_Instruction:_ Copy the listing below word for word, keeping every line as it stands.

(A block of data)
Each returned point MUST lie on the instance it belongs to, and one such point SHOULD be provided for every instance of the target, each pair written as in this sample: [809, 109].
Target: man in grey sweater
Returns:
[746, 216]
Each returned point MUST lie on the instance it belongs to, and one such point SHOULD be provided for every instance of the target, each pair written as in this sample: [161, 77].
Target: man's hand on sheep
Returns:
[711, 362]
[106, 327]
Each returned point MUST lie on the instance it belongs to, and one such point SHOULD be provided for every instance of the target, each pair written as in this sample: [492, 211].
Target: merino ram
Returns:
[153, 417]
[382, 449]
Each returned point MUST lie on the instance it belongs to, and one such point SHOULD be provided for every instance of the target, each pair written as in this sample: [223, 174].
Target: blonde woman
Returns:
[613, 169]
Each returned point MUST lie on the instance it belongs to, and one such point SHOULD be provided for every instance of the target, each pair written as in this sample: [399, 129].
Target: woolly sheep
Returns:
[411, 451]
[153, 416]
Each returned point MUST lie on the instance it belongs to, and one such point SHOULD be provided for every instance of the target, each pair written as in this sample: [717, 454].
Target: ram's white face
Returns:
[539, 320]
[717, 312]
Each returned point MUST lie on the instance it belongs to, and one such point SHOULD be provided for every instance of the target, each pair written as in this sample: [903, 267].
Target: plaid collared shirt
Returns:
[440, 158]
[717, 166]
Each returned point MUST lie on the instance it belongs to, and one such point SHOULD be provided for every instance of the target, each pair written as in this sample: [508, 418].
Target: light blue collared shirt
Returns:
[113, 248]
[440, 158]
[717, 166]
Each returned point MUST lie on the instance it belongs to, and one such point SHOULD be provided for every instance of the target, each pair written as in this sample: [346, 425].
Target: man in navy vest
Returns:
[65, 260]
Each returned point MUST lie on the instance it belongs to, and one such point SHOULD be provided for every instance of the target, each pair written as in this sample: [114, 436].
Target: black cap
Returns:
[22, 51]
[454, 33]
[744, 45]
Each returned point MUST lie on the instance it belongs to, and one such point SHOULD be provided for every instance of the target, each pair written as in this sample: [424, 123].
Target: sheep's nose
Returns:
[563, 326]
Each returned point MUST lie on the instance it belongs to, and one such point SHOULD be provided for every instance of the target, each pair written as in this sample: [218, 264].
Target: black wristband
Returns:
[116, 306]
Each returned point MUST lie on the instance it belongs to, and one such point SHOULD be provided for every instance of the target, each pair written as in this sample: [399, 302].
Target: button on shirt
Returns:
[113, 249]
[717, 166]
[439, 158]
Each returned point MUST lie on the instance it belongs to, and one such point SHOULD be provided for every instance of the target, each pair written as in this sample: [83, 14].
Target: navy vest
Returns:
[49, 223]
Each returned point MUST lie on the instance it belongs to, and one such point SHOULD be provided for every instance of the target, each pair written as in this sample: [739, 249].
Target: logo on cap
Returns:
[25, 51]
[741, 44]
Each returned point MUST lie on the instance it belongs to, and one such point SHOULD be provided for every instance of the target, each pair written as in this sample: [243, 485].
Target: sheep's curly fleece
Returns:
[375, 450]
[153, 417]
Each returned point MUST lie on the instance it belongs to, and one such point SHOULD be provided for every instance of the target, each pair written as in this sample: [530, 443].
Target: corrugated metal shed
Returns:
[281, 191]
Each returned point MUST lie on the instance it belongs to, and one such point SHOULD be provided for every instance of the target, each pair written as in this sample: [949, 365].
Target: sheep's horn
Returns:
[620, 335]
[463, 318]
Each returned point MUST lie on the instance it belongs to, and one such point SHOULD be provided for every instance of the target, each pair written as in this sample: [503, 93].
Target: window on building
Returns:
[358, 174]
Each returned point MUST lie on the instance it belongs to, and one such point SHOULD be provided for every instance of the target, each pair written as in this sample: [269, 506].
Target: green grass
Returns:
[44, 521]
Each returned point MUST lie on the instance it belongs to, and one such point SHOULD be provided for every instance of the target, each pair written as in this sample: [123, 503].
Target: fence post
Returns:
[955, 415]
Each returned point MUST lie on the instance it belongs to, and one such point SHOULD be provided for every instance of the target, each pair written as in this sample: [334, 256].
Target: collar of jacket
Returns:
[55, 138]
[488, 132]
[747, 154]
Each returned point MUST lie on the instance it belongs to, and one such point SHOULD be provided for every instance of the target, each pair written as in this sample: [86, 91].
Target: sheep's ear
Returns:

_Written answer:_
Each returned point MUST lie on the instance it belongs to, and one such point SHOULD be provided for every instance of the target, each pair written as in this sample: [809, 109].
Target: man in grey sweater
Returns:
[746, 216]
Each returned point MUST lie on the instance it belongs to, and one such point SHOULD be provided for every instance of the target, each pair written as in this sample: [161, 77].
Target: man's hand on sheep
Returns:
[711, 362]
[106, 327]
Each returned point MUST lie on the instance it belongs to, and one such point SHOULD be provided for every instance of the target, each pair written as in this sample: [492, 211].
Target: merino ram
Returns:
[153, 417]
[382, 449]
Each returned point MUST lie on the instance it belongs to, and one such point SHOULD be provided for every instance of the target, each pair written as in this sample: [223, 174].
Target: blonde woman
Returns:
[613, 169]
Each returned point MUST lie on the instance it belongs to, and one such point SHOULD be provided for every instance of the target, each pair written as in this sample: [399, 129].
Target: woolly sheep
Returns:
[411, 451]
[153, 416]
Each returned point MUST lie on the instance it belongs to, and one such point SHOULD be provided for every instance of the target, each pair written as in this sample: [717, 454].
Target: ram's white face
Returns:
[539, 320]
[717, 312]
Each returned point MUST lie on the instance it belongs to, and one such point SHOULD be provided for every instance of the target, each pair written as in this sample: [903, 267].
Target: plaid collared shirt
Returns:
[440, 158]
[717, 166]
Each returned point MUST lie on the instance it belongs to, and one such point SHOULD be provided for every instance of the target, each pair written as in this sample: [508, 418].
Target: light blue collared shirt
Returns:
[113, 248]
[440, 158]
[717, 166]
Each returned point MUST lie on the instance it belongs to, and one such point SHOULD be provided for every instance of the target, each pair written as in this sample: [346, 425].
Target: man in navy vest
Returns:
[65, 260]
Each returned point MUST lie on the instance it belongs to, and one such point SHOULD be provided for every instance of the target, each pair written as in this sample: [114, 436].
Target: black cap
Returns:
[22, 51]
[454, 33]
[744, 45]
Each returned point MUST lie on the instance it belongs to, and one such point SHOULD be provided for every instance of the target, each pair written as in this sample: [424, 123].
Target: sheep's nose
Returns:
[563, 326]
Each returned point MUST lie on the instance it belongs to, and one such point SHOULD be provided for every instance of the target, each pair written as in this sample: [218, 264].
Target: black wristband
Returns:
[116, 306]
Each returned point MUST lie on the instance it belongs to, and one such point SHOULD be provided for every instance of the target, each pair written as in this sample: [399, 302].
Target: button on shirt
Returns:
[113, 249]
[717, 166]
[439, 158]
Each returned point MUST lie on the instance it belongs to, and one such point SHOULD be provided for every instance of the target, each pair written as in this sample: [83, 14].
Target: navy vest
Returns:
[49, 223]
Each returned point MUST lie on the instance it belongs to, and one such point SHOULD be provided for every instance of the target, each pair written as in this sample: [739, 249].
Target: logo on cap
Returns:
[25, 51]
[741, 44]
Each returned point MUST lie on the instance it belongs to, and one such point SHOULD be provided for every instance of the target, each pair written as in this sample: [243, 485].
Target: sheep's curly fleece
Returns:
[375, 450]
[153, 417]
Each returned point MUST lie on the instance it belongs to, and one such point SHOULD be provided for every instance of the target, each pair written as in this sample: [530, 443].
Target: corrugated metal shed
Returns:
[281, 191]
Each returned point MUST lie on the instance it belongs to, and one such point SHOULD be provided for every instance of the target, each pair written as in this sample: [949, 365].
Target: sheep's horn
Returns:
[620, 335]
[463, 318]
Each returned point MUST lie on the instance it belongs to, and one such point SHOULD be provided for every instance of the target, each pair written as in this sample: [503, 93].
Target: window on building
Returns:
[358, 174]
Each returned point MUST lie on the instance it belongs to, and one such point SHOULD be provided for every instance of the target, each pair written as in this sample: [269, 506].
Target: green grass
Returns:
[44, 521]
Each returned point MUST lie on the instance it belongs to, and one such point SHOULD be provided for every instance of the target, each pair written as in this sample: [123, 503].
Target: fence post
Returns:
[955, 415]
Each returned point MUST lie on the instance it belongs to, and one such point SHOULD be provided for every instance of the target, each pair written as in this sample: [334, 256].
Target: collar of jacket
Returns:
[55, 138]
[488, 132]
[747, 154]
Each returned point MUST lie on the instance it belongs to, and one such point SHOULD be provided for every instance of the target, each pair written as in this sample: [86, 91].
Target: sheep's ear
Returns:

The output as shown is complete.